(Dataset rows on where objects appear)
◆ ◆ ◆

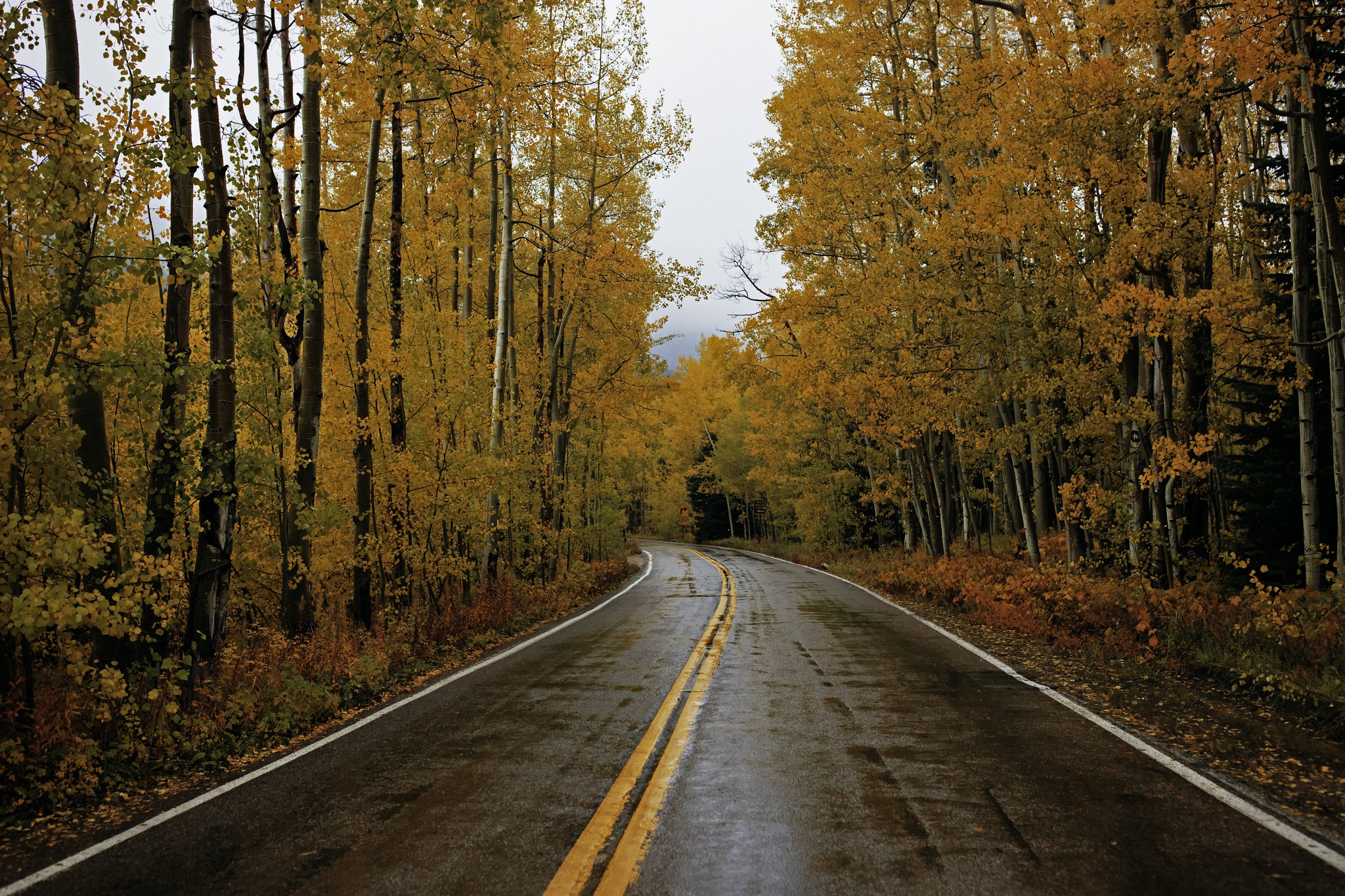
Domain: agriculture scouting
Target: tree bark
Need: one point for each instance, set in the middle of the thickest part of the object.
(505, 270)
(209, 599)
(397, 402)
(84, 399)
(1300, 230)
(165, 465)
(1331, 264)
(299, 613)
(362, 599)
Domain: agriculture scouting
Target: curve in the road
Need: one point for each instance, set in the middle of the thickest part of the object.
(577, 868)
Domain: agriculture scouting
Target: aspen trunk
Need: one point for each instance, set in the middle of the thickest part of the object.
(1300, 228)
(493, 238)
(287, 75)
(1331, 268)
(505, 270)
(362, 599)
(1029, 530)
(916, 481)
(299, 613)
(208, 603)
(397, 402)
(84, 402)
(165, 467)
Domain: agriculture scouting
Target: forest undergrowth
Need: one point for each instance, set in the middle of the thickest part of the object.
(264, 691)
(1281, 647)
(1243, 683)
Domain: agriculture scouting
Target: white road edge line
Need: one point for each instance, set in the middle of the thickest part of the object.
(1220, 793)
(66, 864)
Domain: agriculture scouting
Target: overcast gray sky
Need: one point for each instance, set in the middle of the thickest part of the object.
(718, 60)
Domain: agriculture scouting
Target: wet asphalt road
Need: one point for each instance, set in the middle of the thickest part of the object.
(843, 747)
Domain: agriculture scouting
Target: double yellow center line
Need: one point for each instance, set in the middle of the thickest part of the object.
(625, 865)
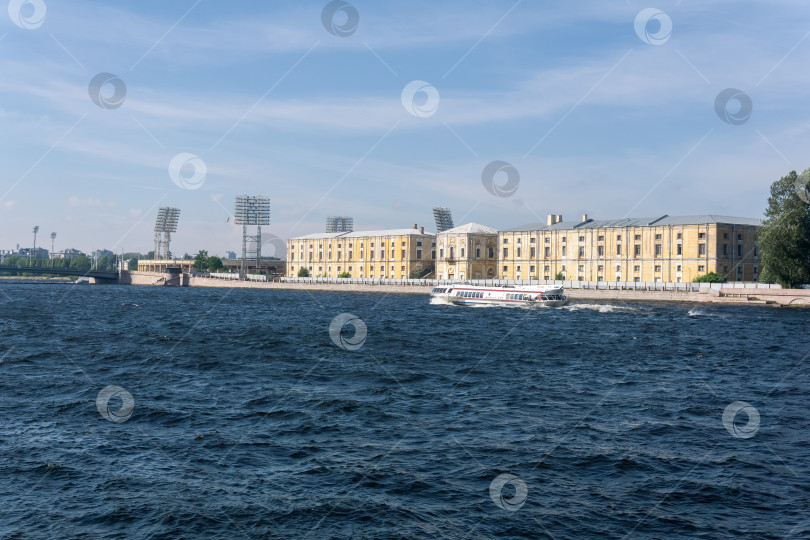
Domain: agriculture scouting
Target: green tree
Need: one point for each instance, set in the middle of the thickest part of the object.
(711, 277)
(201, 261)
(784, 237)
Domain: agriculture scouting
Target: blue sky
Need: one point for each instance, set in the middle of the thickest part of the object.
(594, 118)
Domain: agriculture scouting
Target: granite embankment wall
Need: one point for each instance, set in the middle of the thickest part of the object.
(792, 297)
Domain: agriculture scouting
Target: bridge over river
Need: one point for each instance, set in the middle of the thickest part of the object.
(99, 276)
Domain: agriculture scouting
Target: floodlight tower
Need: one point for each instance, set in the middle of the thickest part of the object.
(36, 230)
(339, 224)
(53, 239)
(444, 219)
(165, 225)
(251, 210)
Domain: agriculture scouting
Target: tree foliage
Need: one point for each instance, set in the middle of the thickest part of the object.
(784, 237)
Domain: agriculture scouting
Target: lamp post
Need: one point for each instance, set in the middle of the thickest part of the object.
(36, 230)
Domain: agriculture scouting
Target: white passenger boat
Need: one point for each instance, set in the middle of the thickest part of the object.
(508, 295)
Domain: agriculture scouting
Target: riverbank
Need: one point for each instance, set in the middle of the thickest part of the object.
(727, 295)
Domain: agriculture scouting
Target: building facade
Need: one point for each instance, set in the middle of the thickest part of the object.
(662, 249)
(467, 252)
(391, 254)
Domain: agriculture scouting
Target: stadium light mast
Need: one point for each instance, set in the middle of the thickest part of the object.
(53, 239)
(251, 210)
(165, 225)
(339, 224)
(443, 217)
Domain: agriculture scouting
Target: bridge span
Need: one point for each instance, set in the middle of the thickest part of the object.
(99, 276)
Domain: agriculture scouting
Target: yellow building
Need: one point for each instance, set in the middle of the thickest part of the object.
(390, 254)
(467, 252)
(662, 249)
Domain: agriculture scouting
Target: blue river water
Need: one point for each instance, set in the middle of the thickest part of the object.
(144, 412)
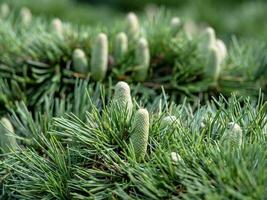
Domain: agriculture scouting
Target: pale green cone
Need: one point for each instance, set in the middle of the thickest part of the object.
(213, 67)
(80, 63)
(142, 56)
(5, 10)
(132, 26)
(99, 60)
(26, 16)
(140, 132)
(175, 25)
(122, 98)
(222, 49)
(7, 142)
(235, 134)
(176, 158)
(121, 46)
(168, 121)
(57, 26)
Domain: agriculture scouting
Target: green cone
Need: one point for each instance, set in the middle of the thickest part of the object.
(132, 26)
(121, 46)
(99, 60)
(142, 57)
(168, 121)
(57, 26)
(213, 67)
(139, 137)
(80, 63)
(175, 25)
(122, 98)
(4, 10)
(7, 142)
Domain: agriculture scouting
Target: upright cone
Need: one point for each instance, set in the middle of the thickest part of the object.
(80, 63)
(175, 25)
(132, 26)
(99, 60)
(142, 56)
(122, 98)
(7, 142)
(121, 46)
(139, 137)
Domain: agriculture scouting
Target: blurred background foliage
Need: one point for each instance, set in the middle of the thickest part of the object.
(241, 18)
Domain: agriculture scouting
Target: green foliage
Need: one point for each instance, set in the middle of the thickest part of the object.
(90, 157)
(69, 132)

◆ ◆ ◆

**Set exercise:** Reproduce every line exactly and omit all pictures.

**Solution below:**
Domain: agriculture scouting
Target: tree bark
Need: one point for each instance, set in the middle of the thickest part of the object.
(505, 270)
(209, 599)
(397, 402)
(84, 399)
(1300, 230)
(165, 465)
(1331, 264)
(299, 613)
(362, 599)
Domain: agriculture scouting
Target: curve in the road
Need: one point for each instance, set in the middle of the thickest part of the object.
(577, 868)
Domain: agriculture scouting
Target: aspen trunk
Need: one point for each instance, set in the middle of the thickest part of the object.
(1300, 228)
(493, 238)
(287, 75)
(1331, 268)
(505, 270)
(362, 599)
(1029, 530)
(916, 481)
(299, 613)
(208, 603)
(397, 402)
(84, 402)
(165, 467)
Domain: agriculture scouting
Target: forest undergrowth
Need: one point for each instance, set in the middle of the thickest part of the object.
(264, 691)
(1281, 647)
(1243, 683)
Domain: agriculture scouting
Target: white road edge line
Need: one point for each instance, set in the middle of the thickest part of the object.
(1220, 793)
(66, 864)
Domain: agriculture scouting
Target: overcast gray sky
Need: one point for each instance, set in the middle of the thickest part of the object.
(718, 60)
Domain: agriculture scouting
Target: wet asphalt road
Need: one point for each instance, set in the middle of the thickest part of the object.
(843, 747)
Domain: agriculture scouting
Target: double yellow center line
Need: one point for each instance, set in the middle of the thickest part of the object.
(625, 865)
Domain: agriculture scouting
Target: green tree
Need: one point for each instance, set in the middle of the thickest part of the object.
(711, 277)
(201, 261)
(784, 237)
Domain: agriculture scouting
Target: blue sky
Need: one point for each instance, set in the middle of the thickest part of the object.
(594, 118)
Domain: agriculture scouting
Target: granite embankment wall
Need: one point for each instance, set in the middle of the thickest part of the object.
(792, 297)
Domain: agriculture scouting
Target: bridge over river
Need: one point for each instance, set in the middle of the thickest part of the object.
(99, 276)
Domain: agriculture scouting
Target: floodlight tower
Need: one point for each instance, set in the middle of the thickest part of the object.
(36, 230)
(339, 224)
(53, 239)
(444, 219)
(165, 225)
(251, 210)
Domain: agriculture scouting
Target: tree foliage
Need: one point for each instance, set in the middle of the thickest part of the object.
(784, 237)
Domain: agriculture scouting
Target: lamp post
Need: one point for each instance, set in the middle of the thickest part of the object.
(36, 230)
Domain: agriculture scouting
Target: white passenger boat
Need: one point for each instance, set in the middle of the thickest part of the object.
(508, 295)
Domain: agriculture scouting
Target: riverbank
Need: one point for each instance, set in the middle of the thickest part of the object.
(727, 295)
Domain: agriculture scouting
Target: building facade
Need: one point for each instance, set in the middle of the thickest part of the object.
(662, 249)
(467, 252)
(391, 254)
Domain: agriculture scouting
Target: stadium light mast
Need: one point for each instance, set in the middle of the thickest part of the object.
(53, 239)
(251, 210)
(165, 225)
(339, 224)
(443, 217)
Domain: agriculture scouting
Target: bridge span
Need: one point for each instance, set in the middle of the thickest part of the object.
(99, 276)
Domain: agriculture scouting
Target: yellow building
Need: one point for each instance, set in the middle of the thickest part of the object.
(390, 254)
(467, 252)
(662, 249)
Domain: agriculture scouting
Target: blue river water
Need: one point for each instance, set in the middle of the thickest part of the object.
(144, 412)
Domain: agriculture scouting
Target: pale green cone
Need: one point for each instance, set in the middle of the thickest part of the object.
(213, 67)
(80, 63)
(142, 56)
(5, 10)
(132, 26)
(99, 60)
(26, 16)
(140, 132)
(175, 25)
(122, 98)
(222, 49)
(7, 142)
(235, 134)
(176, 158)
(121, 46)
(168, 121)
(57, 26)
Domain: agriculture scouting
Target: green cone
Need: one point for each instance, set in the middle of the thickest part of the object.
(132, 26)
(121, 46)
(99, 60)
(142, 57)
(168, 121)
(57, 26)
(213, 67)
(139, 137)
(80, 63)
(175, 25)
(122, 98)
(4, 10)
(7, 142)
Domain: agriculture scouting
Target: upright cone
Need: one point for each instance, set in the middle of the thickest part of the object.
(80, 63)
(175, 25)
(132, 26)
(99, 60)
(142, 56)
(122, 98)
(7, 142)
(121, 46)
(139, 137)
Domain: agriculture scouting
Target: blurred background foliage
Need: one point for each instance, set in the middle of the thickest part of the object.
(241, 18)
Domain: agriculture scouting
Target: green foliage
Need: one point for each instance, set in the middle of the thickest part of the object.
(90, 157)
(69, 132)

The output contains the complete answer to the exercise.